*Exercise*: Transcribe the listing below verbatim, reproducing every line without alteration.

*Data rows*:
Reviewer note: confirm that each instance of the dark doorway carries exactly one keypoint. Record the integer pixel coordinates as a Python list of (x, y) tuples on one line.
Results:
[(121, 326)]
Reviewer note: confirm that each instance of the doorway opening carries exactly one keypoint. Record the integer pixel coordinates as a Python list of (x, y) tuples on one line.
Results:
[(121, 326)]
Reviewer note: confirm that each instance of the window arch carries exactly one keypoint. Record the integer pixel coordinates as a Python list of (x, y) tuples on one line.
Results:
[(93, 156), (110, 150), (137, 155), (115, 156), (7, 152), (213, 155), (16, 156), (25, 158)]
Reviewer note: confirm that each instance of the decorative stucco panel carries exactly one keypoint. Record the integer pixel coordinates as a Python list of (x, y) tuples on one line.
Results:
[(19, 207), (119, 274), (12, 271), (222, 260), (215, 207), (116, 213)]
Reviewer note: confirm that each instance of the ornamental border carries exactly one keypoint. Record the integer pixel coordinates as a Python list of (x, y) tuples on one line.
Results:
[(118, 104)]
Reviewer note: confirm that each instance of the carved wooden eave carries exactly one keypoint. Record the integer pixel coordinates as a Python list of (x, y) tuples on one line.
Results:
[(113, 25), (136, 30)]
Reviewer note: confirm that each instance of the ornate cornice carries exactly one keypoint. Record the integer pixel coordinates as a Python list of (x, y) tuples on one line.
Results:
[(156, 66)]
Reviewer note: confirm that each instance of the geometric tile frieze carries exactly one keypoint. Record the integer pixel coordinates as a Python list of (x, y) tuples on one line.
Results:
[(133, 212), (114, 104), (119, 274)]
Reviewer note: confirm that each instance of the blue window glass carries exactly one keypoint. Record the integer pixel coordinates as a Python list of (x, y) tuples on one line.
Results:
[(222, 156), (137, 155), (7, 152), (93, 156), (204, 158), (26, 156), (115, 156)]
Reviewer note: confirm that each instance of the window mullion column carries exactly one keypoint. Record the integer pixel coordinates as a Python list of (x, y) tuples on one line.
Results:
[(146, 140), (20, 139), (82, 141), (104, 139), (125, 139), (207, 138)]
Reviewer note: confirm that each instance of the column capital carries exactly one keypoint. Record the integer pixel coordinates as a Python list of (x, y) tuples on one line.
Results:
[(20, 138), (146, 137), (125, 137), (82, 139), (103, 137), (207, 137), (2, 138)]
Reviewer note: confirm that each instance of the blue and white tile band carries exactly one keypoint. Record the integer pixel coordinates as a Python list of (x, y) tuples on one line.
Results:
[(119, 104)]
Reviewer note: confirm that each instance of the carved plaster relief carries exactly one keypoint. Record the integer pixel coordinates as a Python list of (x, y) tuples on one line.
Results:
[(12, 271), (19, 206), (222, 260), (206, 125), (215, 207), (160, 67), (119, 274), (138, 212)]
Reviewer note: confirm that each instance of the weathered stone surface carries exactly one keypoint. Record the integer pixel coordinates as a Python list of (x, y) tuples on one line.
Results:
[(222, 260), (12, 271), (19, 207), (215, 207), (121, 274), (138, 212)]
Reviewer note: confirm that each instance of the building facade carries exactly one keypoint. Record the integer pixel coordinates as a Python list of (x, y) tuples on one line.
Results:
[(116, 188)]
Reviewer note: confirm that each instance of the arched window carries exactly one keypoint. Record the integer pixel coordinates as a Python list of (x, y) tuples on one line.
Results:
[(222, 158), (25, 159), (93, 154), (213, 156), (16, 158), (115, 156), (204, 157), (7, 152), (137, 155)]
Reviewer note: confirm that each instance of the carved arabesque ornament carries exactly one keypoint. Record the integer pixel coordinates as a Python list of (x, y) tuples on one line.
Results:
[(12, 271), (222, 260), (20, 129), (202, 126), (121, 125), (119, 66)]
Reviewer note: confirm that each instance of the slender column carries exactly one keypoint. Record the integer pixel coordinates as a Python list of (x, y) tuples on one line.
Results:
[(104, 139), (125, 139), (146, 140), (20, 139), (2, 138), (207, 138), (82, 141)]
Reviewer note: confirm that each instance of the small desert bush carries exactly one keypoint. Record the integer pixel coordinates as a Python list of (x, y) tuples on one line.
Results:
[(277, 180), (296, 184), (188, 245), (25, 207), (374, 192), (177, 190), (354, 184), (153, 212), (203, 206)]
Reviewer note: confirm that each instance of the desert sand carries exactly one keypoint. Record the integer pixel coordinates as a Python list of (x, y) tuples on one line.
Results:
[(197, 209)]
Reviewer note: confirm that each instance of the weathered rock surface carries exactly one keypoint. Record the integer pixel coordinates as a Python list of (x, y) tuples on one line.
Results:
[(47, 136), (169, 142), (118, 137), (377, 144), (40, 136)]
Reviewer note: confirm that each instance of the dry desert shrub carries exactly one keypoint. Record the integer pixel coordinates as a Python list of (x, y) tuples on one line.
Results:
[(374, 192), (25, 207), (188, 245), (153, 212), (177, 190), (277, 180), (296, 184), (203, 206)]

*Exercise answer*:
Reviewer note: confirm that each instance of the dark doorway carries exactly one keypoint. Record the integer pixel coordinates as a Python list of (x, y) tuples on one line.
Results:
[(121, 326)]
Reviewer note: confirm that each instance of the doorway opening carries exactly one keypoint. Record the integer pixel coordinates as a Python list of (x, y) tuples on one line.
Results:
[(121, 326)]
Reviewer note: confirm that each instance of the window arch carries exactly one keypoint. Record the integer pixel coordinates as a Python list of (x, y) tuples on one line.
Results:
[(93, 156), (110, 150), (137, 155), (115, 156), (7, 152), (213, 155), (16, 156), (25, 158)]
Reviewer note: confirm that each instance of the decorative stucco panel carries exactly one keypoint. Record the integer pixel coordinates as a Python list of (x, y) tuples on one line.
Results:
[(19, 207), (119, 274), (12, 271), (222, 260), (215, 207), (116, 213)]
Reviewer note: confirm that each instance of the ornamental border carries exactly one keypoint. Record the integer pixel coordinates as a Python list of (x, y) tuples on one line.
Results:
[(118, 104)]
Reviewer note: confirm that each instance of the carved wooden eave carries exactly one keypoint. Record the integer pixel coordinates as a Python list of (x, y) tuples on one line.
Results:
[(113, 25), (136, 30)]
Reviewer note: confirm that each instance of the ornate cornice carries exactly one keypoint. Record the integer pixel coordinates as a Python list of (x, y) tuples on one line.
Results:
[(156, 66)]
Reviewer note: confirm that each instance of the geometric tile frieze carries exactly one keypoint. Record the integer pixel coordinates as a Python list of (x, y) tuples on one line.
Results:
[(133, 212), (114, 104), (119, 274)]
Reviewer note: confirm that each instance of the blue window glass carries exactly one keypoint. Record the integer pixel coordinates as a Python list of (x, y) tuples on one line.
Results:
[(222, 156), (137, 155), (7, 152), (93, 156), (204, 158), (26, 156), (115, 156)]
Reviewer note: confirm that each instance of the window mullion column carries exactly one keypoint. Record the integer pixel coordinates as a Python list of (x, y) tuples on one line.
Results:
[(146, 140), (20, 139), (82, 141), (104, 139), (125, 139), (207, 138)]
Reviewer note: confirm that each instance of the column capital carries exactly one keypoint. Record the integer pixel coordinates as a Python list of (x, y) tuples on one line.
Results:
[(20, 138), (146, 137), (125, 137), (82, 139), (103, 137), (207, 137), (2, 138)]
Reviewer note: confirm that each instance of the blue and white tile band carries exactly one keypoint. Record the integer pixel coordinates as a Python list of (x, y) tuples on one line.
Results:
[(119, 104)]
Reviewer note: confirm that each instance of the carved plaster relief carries exactly one keypoint. Record the integer pixel coordinates as a Python list of (x, y) tuples on one line.
Results:
[(12, 271), (19, 206), (222, 260), (206, 125), (215, 207), (160, 67), (119, 274), (138, 212)]
Reviewer note: confirm that each instance of the weathered stone surface carries exactly one keypoint. Record the integer pixel coordinates as a Python list of (x, y) tuples on one line.
Results:
[(222, 260), (12, 271), (19, 207), (215, 207), (121, 274), (138, 212)]
Reviewer note: confirm that each instance of the building facade carries exactly one keypoint. Record the integer pixel coordinates as a Python list of (x, y) tuples on one line.
Results:
[(116, 188)]
Reviewer note: confirm that each instance of the arched window carries exactly one keypoint. Record the integer pixel coordinates as a Python list of (x, y) tuples on one line.
Results:
[(222, 158), (25, 159), (93, 154), (213, 156), (16, 158), (115, 156), (204, 157), (7, 152), (137, 155)]
Reviewer note: confirm that each instance of the carved arabesque ornament carries exactly one keypoint. Record the integer pixel coordinates as a Python list of (x, y) tuples on one line.
Results:
[(12, 271), (222, 260), (20, 129), (202, 126), (121, 125), (119, 66)]
Reviewer note: confirm that each instance of the slender column carries exactly one keypoint. Record the integer pixel coordinates as a Python list of (x, y) tuples on one line.
Results:
[(104, 139), (125, 139), (146, 140), (20, 139), (2, 138), (207, 138), (82, 141)]
Reviewer note: confirm that each instance of the small desert bush carries exactly one keypoint. Record the integer pixel coordinates as a Python list of (x, y) tuples on one line.
Results:
[(277, 180), (296, 184), (188, 245), (25, 207), (374, 192), (177, 190), (354, 184), (153, 212), (203, 206)]
Reviewer note: confirm that each instance of the desert sand carries exactly one keypoint. Record the integer pixel coordinates as a Python list of (x, y) tuples on one line.
Results:
[(197, 209)]
Reviewer note: confirm that each instance of the weathered rock surface carries exactly one keypoint. Record the integer pixel coordinates as a Python list of (x, y) tuples on one line.
Results:
[(47, 136), (169, 142), (118, 137), (377, 144), (40, 136)]
Reviewer note: confirm that each instance of the dry desert shrub carries exactly one keypoint. Record the integer pixel coordinates as a Python list of (x, y) tuples on one line.
Results:
[(374, 192), (25, 207), (188, 245), (153, 212), (177, 190), (277, 180), (296, 184), (203, 206)]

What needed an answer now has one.